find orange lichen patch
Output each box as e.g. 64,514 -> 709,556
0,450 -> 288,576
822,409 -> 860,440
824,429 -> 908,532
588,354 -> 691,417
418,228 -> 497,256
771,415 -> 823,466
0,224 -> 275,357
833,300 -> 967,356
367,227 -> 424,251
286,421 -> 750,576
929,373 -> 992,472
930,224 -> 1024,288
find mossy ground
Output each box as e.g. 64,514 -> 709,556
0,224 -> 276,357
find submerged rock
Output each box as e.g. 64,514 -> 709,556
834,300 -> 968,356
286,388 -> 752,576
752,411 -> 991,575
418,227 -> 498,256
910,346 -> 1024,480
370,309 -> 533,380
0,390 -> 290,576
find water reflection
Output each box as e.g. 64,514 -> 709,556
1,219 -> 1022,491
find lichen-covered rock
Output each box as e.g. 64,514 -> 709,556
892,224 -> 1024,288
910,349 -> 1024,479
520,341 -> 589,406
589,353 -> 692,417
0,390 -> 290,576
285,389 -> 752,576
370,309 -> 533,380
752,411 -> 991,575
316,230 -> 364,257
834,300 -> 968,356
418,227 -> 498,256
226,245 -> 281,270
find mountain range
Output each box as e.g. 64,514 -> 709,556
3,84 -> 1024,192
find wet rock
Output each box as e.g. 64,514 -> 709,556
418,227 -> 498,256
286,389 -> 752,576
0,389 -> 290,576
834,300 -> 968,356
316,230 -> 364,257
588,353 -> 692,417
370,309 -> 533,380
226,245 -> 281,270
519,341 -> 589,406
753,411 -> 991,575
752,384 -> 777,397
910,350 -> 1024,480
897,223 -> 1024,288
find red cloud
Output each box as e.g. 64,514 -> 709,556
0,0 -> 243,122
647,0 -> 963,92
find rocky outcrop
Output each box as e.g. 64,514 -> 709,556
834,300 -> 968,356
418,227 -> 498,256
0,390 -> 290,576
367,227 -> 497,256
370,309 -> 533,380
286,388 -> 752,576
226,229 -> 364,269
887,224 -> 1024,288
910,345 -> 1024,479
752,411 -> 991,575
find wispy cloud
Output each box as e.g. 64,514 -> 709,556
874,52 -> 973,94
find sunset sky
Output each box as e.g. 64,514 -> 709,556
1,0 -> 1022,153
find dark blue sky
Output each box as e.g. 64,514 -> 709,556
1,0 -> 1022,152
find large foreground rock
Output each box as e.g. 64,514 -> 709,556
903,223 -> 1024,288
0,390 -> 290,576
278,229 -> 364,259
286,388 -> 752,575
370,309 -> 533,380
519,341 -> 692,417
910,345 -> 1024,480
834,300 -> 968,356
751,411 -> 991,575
==
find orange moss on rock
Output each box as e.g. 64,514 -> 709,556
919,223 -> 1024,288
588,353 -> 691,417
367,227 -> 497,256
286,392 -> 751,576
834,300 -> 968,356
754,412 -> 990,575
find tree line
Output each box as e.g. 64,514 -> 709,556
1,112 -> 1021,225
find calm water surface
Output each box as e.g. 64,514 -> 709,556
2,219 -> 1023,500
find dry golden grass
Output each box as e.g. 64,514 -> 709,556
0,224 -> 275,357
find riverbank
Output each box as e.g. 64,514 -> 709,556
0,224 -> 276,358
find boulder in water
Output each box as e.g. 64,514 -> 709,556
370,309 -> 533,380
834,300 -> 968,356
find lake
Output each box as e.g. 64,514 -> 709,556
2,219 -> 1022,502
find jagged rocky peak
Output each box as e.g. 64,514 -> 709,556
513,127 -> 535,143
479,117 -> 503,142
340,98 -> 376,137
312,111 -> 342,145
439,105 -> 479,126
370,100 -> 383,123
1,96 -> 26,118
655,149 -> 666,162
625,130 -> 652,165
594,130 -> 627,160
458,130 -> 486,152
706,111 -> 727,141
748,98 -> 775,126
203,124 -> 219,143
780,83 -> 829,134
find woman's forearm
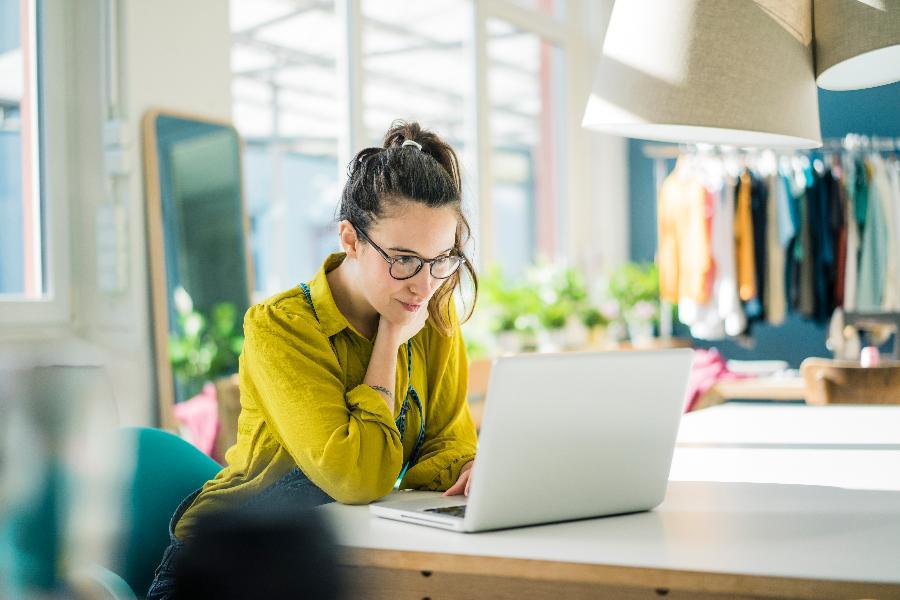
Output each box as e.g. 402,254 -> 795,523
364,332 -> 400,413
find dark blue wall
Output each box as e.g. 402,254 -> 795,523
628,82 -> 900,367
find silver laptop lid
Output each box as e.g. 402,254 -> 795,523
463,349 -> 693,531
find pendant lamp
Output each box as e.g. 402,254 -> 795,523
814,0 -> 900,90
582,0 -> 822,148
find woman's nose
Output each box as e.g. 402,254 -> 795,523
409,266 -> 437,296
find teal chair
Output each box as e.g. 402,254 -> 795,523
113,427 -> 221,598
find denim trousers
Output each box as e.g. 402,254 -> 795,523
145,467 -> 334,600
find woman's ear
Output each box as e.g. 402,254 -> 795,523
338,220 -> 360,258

Task goal: Every line above with the string "water" in it needs to be copied.

Answer section:
find water reflection
find calm water surface
find boulder in water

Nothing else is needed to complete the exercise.